Task instructions: Output exactly the lines from the line with "If you could put a dot on the towel in" through the end of the records below. Include nothing else.

Available records:
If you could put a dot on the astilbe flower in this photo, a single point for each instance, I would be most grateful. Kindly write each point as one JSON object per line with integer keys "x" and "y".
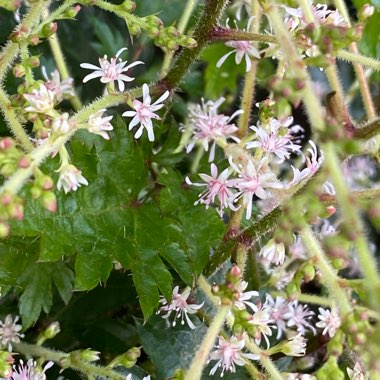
{"x": 99, "y": 125}
{"x": 30, "y": 371}
{"x": 111, "y": 70}
{"x": 298, "y": 316}
{"x": 217, "y": 187}
{"x": 180, "y": 306}
{"x": 208, "y": 126}
{"x": 70, "y": 178}
{"x": 253, "y": 181}
{"x": 357, "y": 373}
{"x": 242, "y": 49}
{"x": 277, "y": 309}
{"x": 61, "y": 88}
{"x": 41, "y": 100}
{"x": 276, "y": 138}
{"x": 10, "y": 332}
{"x": 329, "y": 321}
{"x": 229, "y": 354}
{"x": 145, "y": 112}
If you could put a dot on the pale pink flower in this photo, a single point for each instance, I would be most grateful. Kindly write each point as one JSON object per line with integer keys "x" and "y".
{"x": 70, "y": 178}
{"x": 99, "y": 125}
{"x": 61, "y": 124}
{"x": 229, "y": 354}
{"x": 180, "y": 306}
{"x": 208, "y": 126}
{"x": 277, "y": 308}
{"x": 357, "y": 373}
{"x": 242, "y": 49}
{"x": 329, "y": 321}
{"x": 217, "y": 187}
{"x": 295, "y": 346}
{"x": 111, "y": 71}
{"x": 145, "y": 112}
{"x": 10, "y": 332}
{"x": 261, "y": 321}
{"x": 41, "y": 100}
{"x": 30, "y": 371}
{"x": 62, "y": 89}
{"x": 271, "y": 138}
{"x": 273, "y": 252}
{"x": 253, "y": 181}
{"x": 298, "y": 316}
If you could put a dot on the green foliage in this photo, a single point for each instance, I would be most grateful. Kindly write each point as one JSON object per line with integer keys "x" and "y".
{"x": 117, "y": 217}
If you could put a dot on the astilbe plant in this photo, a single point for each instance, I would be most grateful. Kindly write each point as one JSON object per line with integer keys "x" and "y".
{"x": 112, "y": 255}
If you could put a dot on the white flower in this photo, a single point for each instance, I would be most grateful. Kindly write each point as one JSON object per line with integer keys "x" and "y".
{"x": 329, "y": 321}
{"x": 242, "y": 49}
{"x": 62, "y": 89}
{"x": 229, "y": 353}
{"x": 41, "y": 100}
{"x": 295, "y": 346}
{"x": 98, "y": 124}
{"x": 70, "y": 178}
{"x": 252, "y": 182}
{"x": 30, "y": 371}
{"x": 208, "y": 126}
{"x": 271, "y": 138}
{"x": 144, "y": 113}
{"x": 110, "y": 71}
{"x": 217, "y": 187}
{"x": 10, "y": 332}
{"x": 61, "y": 124}
{"x": 273, "y": 252}
{"x": 298, "y": 316}
{"x": 357, "y": 373}
{"x": 277, "y": 308}
{"x": 180, "y": 306}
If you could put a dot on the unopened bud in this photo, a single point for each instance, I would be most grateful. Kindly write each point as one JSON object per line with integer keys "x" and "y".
{"x": 49, "y": 29}
{"x": 50, "y": 201}
{"x": 19, "y": 71}
{"x": 24, "y": 162}
{"x": 366, "y": 12}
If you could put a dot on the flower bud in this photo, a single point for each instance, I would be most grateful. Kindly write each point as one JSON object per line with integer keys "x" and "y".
{"x": 49, "y": 200}
{"x": 19, "y": 71}
{"x": 4, "y": 229}
{"x": 49, "y": 29}
{"x": 366, "y": 12}
{"x": 128, "y": 5}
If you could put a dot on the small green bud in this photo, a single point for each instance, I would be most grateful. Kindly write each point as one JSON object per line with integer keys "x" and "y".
{"x": 128, "y": 5}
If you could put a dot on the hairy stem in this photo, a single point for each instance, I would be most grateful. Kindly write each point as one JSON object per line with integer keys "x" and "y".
{"x": 199, "y": 361}
{"x": 330, "y": 278}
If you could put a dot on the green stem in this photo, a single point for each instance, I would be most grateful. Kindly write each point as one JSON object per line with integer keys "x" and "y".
{"x": 208, "y": 20}
{"x": 39, "y": 154}
{"x": 13, "y": 122}
{"x": 363, "y": 84}
{"x": 62, "y": 67}
{"x": 265, "y": 360}
{"x": 311, "y": 101}
{"x": 199, "y": 361}
{"x": 358, "y": 58}
{"x": 250, "y": 78}
{"x": 75, "y": 363}
{"x": 352, "y": 219}
{"x": 187, "y": 12}
{"x": 330, "y": 278}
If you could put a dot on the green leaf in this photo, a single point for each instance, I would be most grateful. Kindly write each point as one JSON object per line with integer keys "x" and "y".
{"x": 219, "y": 80}
{"x": 36, "y": 282}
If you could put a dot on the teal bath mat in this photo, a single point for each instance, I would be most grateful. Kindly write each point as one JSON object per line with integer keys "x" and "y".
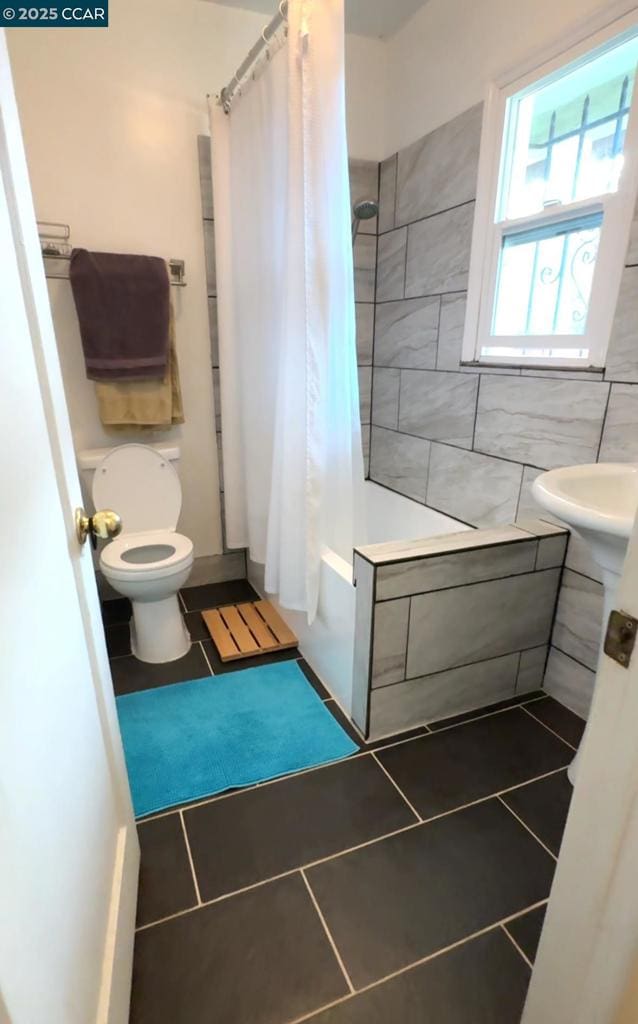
{"x": 194, "y": 739}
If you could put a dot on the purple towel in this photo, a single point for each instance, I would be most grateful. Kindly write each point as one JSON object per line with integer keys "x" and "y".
{"x": 123, "y": 309}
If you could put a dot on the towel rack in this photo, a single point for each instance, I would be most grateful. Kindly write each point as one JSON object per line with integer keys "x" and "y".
{"x": 56, "y": 249}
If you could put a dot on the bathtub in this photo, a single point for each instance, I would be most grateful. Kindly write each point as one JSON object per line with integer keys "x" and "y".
{"x": 328, "y": 644}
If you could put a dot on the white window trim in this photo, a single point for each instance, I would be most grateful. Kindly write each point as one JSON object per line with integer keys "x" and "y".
{"x": 618, "y": 209}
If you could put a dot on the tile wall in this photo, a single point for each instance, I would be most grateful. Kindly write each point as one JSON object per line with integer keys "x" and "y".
{"x": 470, "y": 442}
{"x": 454, "y": 623}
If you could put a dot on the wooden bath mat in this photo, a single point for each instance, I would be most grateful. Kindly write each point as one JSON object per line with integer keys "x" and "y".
{"x": 247, "y": 630}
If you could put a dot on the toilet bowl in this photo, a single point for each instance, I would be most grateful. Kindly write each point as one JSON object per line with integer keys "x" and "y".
{"x": 150, "y": 561}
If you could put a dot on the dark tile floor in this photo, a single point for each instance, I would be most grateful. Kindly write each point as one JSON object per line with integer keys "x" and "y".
{"x": 407, "y": 883}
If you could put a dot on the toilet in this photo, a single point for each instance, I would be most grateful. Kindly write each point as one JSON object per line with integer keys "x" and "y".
{"x": 150, "y": 561}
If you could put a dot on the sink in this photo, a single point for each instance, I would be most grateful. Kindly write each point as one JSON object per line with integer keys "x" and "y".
{"x": 599, "y": 503}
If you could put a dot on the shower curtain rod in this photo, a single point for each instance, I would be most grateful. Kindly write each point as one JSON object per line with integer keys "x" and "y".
{"x": 226, "y": 94}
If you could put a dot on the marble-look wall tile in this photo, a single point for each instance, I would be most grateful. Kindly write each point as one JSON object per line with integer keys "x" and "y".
{"x": 418, "y": 701}
{"x": 364, "y": 184}
{"x": 439, "y": 170}
{"x": 387, "y": 194}
{"x": 543, "y": 422}
{"x": 390, "y": 642}
{"x": 365, "y": 332}
{"x": 385, "y": 397}
{"x": 620, "y": 435}
{"x": 532, "y": 669}
{"x": 399, "y": 462}
{"x": 458, "y": 569}
{"x": 473, "y": 487}
{"x": 579, "y": 619}
{"x": 622, "y": 361}
{"x": 391, "y": 265}
{"x": 365, "y": 267}
{"x": 451, "y": 329}
{"x": 365, "y": 392}
{"x": 499, "y": 617}
{"x": 438, "y": 253}
{"x": 569, "y": 682}
{"x": 438, "y": 406}
{"x": 406, "y": 333}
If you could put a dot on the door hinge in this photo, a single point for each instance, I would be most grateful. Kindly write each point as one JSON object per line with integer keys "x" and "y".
{"x": 621, "y": 637}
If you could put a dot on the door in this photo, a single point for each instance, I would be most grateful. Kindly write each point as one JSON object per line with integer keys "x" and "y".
{"x": 587, "y": 966}
{"x": 69, "y": 853}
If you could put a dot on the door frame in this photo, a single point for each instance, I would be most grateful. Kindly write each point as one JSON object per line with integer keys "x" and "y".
{"x": 118, "y": 956}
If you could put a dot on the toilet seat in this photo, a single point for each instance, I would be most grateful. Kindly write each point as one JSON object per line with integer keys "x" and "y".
{"x": 132, "y": 555}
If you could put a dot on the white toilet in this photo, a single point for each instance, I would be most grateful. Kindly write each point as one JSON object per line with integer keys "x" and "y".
{"x": 150, "y": 561}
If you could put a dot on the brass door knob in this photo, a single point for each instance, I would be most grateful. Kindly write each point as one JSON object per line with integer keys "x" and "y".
{"x": 103, "y": 524}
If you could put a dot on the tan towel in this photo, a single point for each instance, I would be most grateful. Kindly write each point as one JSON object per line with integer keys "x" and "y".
{"x": 143, "y": 403}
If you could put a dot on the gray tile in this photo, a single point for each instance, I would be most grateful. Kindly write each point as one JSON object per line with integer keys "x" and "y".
{"x": 532, "y": 669}
{"x": 391, "y": 265}
{"x": 438, "y": 406}
{"x": 473, "y": 487}
{"x": 390, "y": 642}
{"x": 365, "y": 267}
{"x": 429, "y": 698}
{"x": 406, "y": 333}
{"x": 451, "y": 329}
{"x": 365, "y": 332}
{"x": 209, "y": 256}
{"x": 570, "y": 683}
{"x": 365, "y": 184}
{"x": 579, "y": 619}
{"x": 499, "y": 616}
{"x": 543, "y": 422}
{"x": 385, "y": 397}
{"x": 439, "y": 170}
{"x": 438, "y": 253}
{"x": 365, "y": 392}
{"x": 622, "y": 361}
{"x": 387, "y": 193}
{"x": 620, "y": 436}
{"x": 399, "y": 462}
{"x": 438, "y": 572}
{"x": 206, "y": 175}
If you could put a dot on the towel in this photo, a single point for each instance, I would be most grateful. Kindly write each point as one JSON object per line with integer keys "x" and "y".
{"x": 123, "y": 310}
{"x": 143, "y": 403}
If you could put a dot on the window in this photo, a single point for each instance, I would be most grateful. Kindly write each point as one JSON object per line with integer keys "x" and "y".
{"x": 553, "y": 216}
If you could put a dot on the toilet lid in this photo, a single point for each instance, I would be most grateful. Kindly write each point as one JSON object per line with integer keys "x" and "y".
{"x": 140, "y": 485}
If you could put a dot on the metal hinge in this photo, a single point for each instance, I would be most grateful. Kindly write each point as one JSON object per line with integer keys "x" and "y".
{"x": 621, "y": 637}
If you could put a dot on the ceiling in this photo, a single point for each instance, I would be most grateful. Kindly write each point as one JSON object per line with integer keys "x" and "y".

Problem solution:
If you could put a dot on the towel in this photo, a single point for each instance, I would be most grateful. Kindly write each point as one JSON object per line with integer keys "x" and "y".
{"x": 123, "y": 310}
{"x": 143, "y": 403}
If you could put a dot on the window in this photo, a single point for each instance, I would be most grateful. Kindly write each point as one JSON object per line with integer keys "x" and "y".
{"x": 553, "y": 216}
If you could put a dot on the toilet lid in this photo, a single point for each instance, I would be most grateful. Kindly write each point as one JSON object per line with integer keys "x" and "y".
{"x": 140, "y": 485}
If you could put a dot on the metal hinge in this photo, a single point for each instance, I would be most grateful. Kindly write each point as one JSON object per line with integer keys "x" and "y".
{"x": 621, "y": 637}
If you could put a dot on the ceiling in this photo, a single point for each instance, I would be most grateful. Kindly write each point as one JSON object per line with integer keys "x" and "y".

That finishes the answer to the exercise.